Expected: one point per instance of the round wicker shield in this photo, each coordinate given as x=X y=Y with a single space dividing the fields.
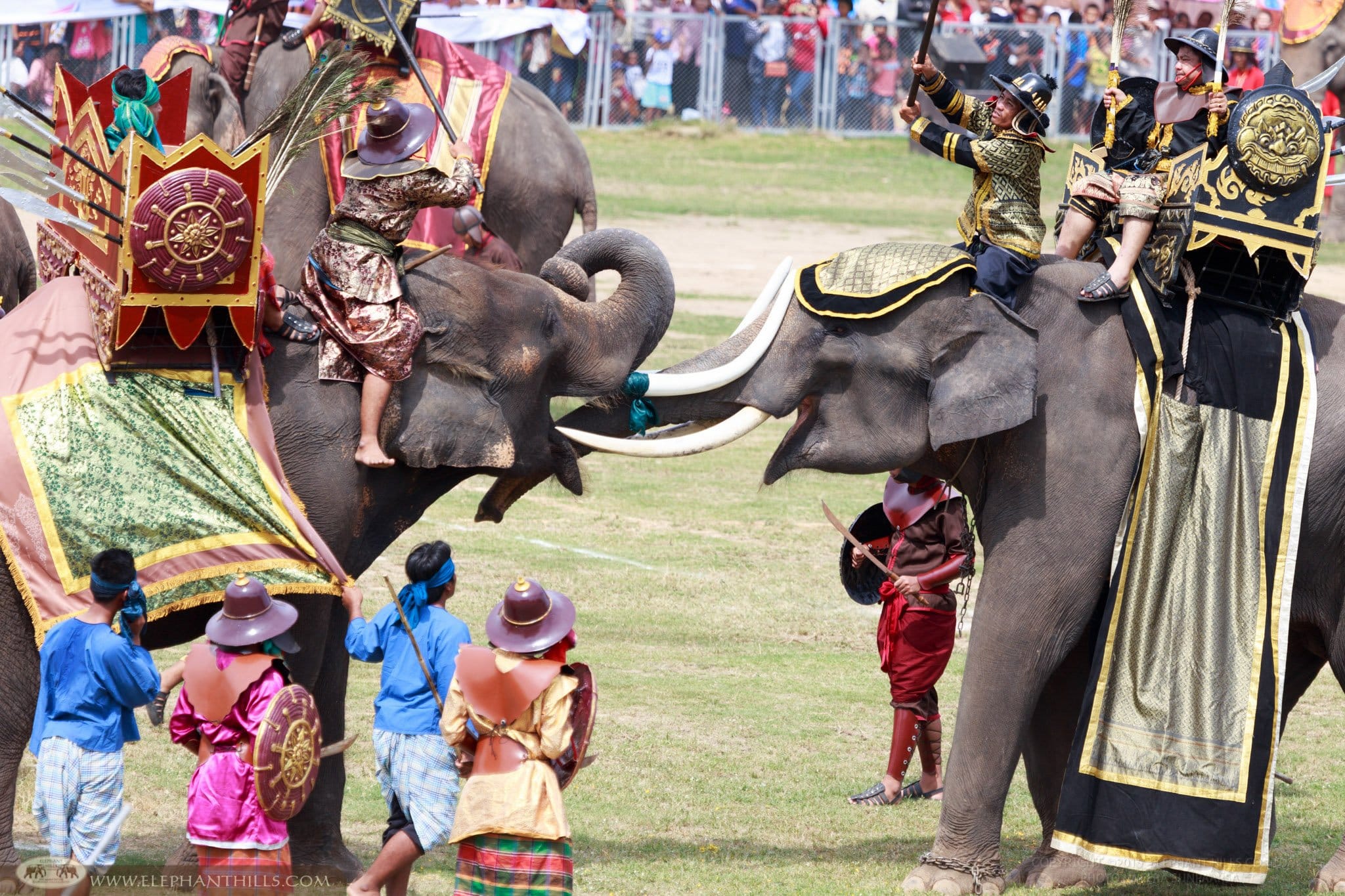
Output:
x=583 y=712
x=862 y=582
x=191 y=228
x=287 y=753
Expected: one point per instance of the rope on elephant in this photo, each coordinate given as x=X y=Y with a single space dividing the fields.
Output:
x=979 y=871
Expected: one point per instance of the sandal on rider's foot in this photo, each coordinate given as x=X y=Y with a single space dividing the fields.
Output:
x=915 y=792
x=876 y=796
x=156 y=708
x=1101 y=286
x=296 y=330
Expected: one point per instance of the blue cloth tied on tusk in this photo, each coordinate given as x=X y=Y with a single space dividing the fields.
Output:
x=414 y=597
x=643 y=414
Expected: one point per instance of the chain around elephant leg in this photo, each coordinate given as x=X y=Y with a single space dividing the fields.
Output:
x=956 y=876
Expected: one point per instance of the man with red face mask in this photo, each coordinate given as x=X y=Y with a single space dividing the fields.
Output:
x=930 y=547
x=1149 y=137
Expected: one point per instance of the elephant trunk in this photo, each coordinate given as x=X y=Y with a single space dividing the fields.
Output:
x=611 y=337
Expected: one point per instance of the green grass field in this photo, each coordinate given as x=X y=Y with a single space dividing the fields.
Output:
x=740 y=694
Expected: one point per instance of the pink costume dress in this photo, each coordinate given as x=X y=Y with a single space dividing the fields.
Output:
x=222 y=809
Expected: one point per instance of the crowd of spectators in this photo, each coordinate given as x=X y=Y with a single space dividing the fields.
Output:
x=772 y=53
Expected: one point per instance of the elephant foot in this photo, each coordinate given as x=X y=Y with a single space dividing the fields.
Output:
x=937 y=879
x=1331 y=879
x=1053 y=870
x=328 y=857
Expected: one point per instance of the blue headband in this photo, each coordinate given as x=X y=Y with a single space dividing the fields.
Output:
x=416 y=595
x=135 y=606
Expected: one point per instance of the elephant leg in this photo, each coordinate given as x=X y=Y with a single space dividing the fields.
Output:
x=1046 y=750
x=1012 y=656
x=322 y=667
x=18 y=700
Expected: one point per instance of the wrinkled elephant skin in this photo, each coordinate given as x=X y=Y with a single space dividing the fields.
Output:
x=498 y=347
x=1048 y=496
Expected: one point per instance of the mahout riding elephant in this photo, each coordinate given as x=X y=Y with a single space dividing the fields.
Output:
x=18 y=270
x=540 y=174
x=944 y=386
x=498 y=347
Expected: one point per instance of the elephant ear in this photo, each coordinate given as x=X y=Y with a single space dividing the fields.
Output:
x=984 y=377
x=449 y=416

▬▬▬▬▬▬▬▬▬▬

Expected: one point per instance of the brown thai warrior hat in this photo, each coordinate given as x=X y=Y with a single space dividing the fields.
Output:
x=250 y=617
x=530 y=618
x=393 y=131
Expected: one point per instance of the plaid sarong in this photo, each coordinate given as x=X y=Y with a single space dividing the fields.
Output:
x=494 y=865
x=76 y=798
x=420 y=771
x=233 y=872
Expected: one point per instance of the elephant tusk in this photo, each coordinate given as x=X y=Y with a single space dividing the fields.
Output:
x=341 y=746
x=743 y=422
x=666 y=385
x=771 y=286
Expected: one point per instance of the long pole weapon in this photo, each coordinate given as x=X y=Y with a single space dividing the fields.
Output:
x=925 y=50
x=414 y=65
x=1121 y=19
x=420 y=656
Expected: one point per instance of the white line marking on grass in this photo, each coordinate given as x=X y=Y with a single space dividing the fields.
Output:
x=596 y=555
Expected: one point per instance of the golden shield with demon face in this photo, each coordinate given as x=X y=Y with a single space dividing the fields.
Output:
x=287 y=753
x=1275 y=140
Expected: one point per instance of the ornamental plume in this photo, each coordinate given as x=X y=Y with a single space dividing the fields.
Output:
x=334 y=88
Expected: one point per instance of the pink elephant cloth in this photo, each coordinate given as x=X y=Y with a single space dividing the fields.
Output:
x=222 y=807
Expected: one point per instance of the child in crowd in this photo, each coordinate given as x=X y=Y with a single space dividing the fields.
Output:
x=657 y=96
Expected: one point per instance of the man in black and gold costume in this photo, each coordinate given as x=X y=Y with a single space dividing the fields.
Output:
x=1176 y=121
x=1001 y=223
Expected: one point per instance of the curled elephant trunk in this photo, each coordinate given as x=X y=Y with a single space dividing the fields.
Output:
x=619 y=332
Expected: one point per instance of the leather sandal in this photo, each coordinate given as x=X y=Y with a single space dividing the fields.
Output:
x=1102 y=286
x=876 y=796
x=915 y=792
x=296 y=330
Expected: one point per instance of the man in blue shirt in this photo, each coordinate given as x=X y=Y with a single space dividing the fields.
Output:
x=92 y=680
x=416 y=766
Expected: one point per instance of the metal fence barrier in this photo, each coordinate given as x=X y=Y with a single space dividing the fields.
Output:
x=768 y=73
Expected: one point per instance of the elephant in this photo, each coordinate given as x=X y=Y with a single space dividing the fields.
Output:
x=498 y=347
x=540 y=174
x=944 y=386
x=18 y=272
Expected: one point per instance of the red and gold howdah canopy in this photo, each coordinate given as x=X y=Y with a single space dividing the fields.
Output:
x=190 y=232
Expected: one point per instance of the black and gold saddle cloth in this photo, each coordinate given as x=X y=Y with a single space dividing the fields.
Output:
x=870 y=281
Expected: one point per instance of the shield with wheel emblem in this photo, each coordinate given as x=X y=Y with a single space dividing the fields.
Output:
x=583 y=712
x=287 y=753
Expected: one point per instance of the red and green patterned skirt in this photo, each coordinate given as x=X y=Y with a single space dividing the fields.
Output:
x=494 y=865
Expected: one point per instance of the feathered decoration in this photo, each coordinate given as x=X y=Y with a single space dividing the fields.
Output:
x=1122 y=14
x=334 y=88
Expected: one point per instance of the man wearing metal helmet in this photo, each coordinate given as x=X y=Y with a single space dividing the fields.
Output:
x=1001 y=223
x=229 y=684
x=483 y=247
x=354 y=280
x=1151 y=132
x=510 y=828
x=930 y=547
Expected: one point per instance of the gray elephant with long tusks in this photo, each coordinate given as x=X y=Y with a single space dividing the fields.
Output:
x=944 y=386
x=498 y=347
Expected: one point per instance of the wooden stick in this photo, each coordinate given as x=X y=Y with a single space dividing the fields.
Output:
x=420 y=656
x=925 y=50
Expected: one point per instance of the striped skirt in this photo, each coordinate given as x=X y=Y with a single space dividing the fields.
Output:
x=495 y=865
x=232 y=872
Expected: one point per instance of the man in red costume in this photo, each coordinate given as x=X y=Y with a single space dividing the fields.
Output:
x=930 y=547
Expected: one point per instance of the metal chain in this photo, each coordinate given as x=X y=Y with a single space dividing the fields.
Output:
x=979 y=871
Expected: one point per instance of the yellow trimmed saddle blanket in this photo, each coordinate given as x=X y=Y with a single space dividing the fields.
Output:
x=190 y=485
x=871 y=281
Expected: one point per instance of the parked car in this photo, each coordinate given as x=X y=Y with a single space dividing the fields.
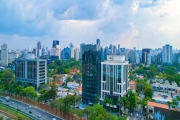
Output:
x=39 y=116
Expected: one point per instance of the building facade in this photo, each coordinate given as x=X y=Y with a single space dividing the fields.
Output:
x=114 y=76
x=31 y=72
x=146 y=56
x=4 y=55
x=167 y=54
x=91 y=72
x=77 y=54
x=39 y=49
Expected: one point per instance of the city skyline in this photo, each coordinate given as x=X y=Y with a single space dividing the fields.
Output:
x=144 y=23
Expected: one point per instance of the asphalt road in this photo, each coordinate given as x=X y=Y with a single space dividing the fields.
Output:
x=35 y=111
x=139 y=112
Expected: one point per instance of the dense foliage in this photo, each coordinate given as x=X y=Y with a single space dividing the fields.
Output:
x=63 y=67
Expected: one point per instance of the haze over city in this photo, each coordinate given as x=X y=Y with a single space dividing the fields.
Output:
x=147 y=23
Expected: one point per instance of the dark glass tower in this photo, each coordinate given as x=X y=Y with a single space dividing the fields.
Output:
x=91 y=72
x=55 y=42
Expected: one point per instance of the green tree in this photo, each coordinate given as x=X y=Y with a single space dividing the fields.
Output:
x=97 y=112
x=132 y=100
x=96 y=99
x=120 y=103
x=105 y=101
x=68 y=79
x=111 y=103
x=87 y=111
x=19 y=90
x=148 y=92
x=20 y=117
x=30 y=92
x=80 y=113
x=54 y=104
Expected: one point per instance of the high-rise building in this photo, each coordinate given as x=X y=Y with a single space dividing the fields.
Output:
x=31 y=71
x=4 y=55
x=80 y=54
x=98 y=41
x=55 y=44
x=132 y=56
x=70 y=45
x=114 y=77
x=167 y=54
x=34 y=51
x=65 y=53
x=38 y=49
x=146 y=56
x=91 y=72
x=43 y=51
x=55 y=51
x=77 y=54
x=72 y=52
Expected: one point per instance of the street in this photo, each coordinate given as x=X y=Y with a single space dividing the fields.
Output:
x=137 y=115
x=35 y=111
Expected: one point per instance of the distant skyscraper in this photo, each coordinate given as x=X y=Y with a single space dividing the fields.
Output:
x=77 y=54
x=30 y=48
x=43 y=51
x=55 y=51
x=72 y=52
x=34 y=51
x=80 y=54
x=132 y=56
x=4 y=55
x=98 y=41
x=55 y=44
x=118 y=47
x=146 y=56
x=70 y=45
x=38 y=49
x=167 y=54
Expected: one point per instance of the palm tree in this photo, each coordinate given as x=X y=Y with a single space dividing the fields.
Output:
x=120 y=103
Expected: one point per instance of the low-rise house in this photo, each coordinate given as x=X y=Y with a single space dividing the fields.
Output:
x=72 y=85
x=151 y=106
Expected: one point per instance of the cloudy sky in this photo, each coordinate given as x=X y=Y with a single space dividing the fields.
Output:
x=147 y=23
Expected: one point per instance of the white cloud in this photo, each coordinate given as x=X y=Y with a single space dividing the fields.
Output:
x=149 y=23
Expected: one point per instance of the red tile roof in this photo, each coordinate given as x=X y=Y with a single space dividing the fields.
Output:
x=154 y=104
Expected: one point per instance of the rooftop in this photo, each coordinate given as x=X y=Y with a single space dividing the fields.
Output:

▬▬▬▬▬▬▬▬▬▬

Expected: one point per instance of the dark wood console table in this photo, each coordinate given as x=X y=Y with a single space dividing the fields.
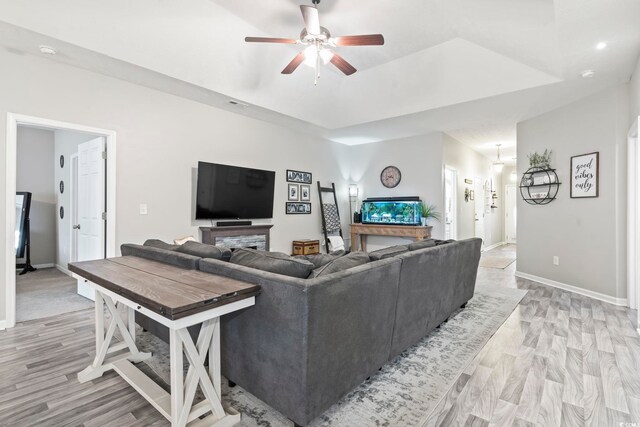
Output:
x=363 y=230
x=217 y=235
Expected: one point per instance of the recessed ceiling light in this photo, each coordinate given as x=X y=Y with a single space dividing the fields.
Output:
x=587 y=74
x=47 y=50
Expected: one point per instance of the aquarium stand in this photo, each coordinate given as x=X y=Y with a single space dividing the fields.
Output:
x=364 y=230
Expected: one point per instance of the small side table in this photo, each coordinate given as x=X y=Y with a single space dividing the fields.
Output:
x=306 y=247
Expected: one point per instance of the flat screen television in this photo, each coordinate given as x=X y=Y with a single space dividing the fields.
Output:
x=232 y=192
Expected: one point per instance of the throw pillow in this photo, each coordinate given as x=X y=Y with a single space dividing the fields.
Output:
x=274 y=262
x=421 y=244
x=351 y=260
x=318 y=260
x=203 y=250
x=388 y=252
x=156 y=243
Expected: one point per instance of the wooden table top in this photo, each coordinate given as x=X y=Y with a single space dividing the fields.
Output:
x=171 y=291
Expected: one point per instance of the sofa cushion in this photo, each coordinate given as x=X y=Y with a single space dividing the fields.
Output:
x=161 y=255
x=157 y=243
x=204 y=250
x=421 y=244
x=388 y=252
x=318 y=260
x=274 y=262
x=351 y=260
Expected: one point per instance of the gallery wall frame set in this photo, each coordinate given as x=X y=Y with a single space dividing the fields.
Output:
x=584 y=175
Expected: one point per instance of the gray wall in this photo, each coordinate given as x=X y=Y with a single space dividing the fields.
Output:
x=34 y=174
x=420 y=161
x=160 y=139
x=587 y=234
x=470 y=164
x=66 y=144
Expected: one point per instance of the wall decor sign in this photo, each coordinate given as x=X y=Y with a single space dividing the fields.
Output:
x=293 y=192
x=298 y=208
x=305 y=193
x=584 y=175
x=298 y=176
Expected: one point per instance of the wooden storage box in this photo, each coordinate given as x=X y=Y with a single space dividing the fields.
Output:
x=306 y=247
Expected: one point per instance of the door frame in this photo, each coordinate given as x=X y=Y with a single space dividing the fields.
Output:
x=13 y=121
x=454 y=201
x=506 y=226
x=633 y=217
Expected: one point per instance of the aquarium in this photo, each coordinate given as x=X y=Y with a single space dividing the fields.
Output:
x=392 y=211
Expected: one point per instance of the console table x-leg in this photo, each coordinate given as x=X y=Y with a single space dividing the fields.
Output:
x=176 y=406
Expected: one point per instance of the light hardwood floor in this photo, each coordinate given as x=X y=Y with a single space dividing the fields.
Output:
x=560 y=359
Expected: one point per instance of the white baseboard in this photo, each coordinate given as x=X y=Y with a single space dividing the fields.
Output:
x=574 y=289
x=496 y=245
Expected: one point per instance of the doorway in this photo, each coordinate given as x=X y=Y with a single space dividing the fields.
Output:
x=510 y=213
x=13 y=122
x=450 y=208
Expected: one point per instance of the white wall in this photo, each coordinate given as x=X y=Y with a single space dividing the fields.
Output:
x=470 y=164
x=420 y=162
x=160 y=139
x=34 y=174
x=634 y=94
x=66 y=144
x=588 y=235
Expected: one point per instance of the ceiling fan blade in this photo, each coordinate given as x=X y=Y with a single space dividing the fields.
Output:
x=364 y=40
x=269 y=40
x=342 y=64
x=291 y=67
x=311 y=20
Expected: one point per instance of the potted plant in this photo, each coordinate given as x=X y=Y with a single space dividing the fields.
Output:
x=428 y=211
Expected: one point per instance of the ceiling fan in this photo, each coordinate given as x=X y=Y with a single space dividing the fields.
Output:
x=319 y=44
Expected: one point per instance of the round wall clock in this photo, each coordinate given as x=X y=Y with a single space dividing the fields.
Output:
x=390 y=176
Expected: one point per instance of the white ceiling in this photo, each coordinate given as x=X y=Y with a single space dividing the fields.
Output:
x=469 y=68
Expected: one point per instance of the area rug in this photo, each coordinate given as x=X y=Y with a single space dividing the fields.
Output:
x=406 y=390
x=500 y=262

▬▬▬▬▬▬▬▬▬▬

Format the material above as a Markdown table with the columns Row and Line, starting at the line containing "Expected: one point per instance of the brown" and ending at the line containing "x=596 y=555". Put a running number in Row and the text of each line in Line, and leave out any blank lines.

• REPLY:
| Row | Line |
|---|---|
| 1 | Expected: one point per instance of the brown thai warrior hat in this photo, each coordinate given as x=X y=Y with a single space dividing the fields. |
| 2 | Output: |
| 3 | x=250 y=617 |
| 4 | x=530 y=618 |
| 5 | x=393 y=131 |
| 6 | Expected: one point per instance of the plaid sarong in this photo, each coordinate given as x=X y=Y with a single space dividing the fields. |
| 7 | Output: |
| 8 | x=494 y=865 |
| 9 | x=76 y=798 |
| 10 | x=420 y=771 |
| 11 | x=233 y=872 |
| 12 | Expected: one point per instance of the elephant tusk in this photo, each coordinate given as x=X y=Y with a single space dividing the fields. |
| 13 | Output: |
| 14 | x=341 y=746 |
| 15 | x=743 y=422 |
| 16 | x=666 y=385 |
| 17 | x=771 y=286 |
| 18 | Expected: one point per instance of the long pole weapon in this photo, each coordinate given as x=X y=Y with a single space dividing the fields. |
| 19 | Output: |
| 20 | x=925 y=50 |
| 21 | x=414 y=65 |
| 22 | x=1121 y=19 |
| 23 | x=420 y=656 |
| 24 | Expected: one point per instance of the white line marking on grass in this photo, each coordinate given as x=X y=Y with a single space dividing the fields. |
| 25 | Output: |
| 26 | x=596 y=555 |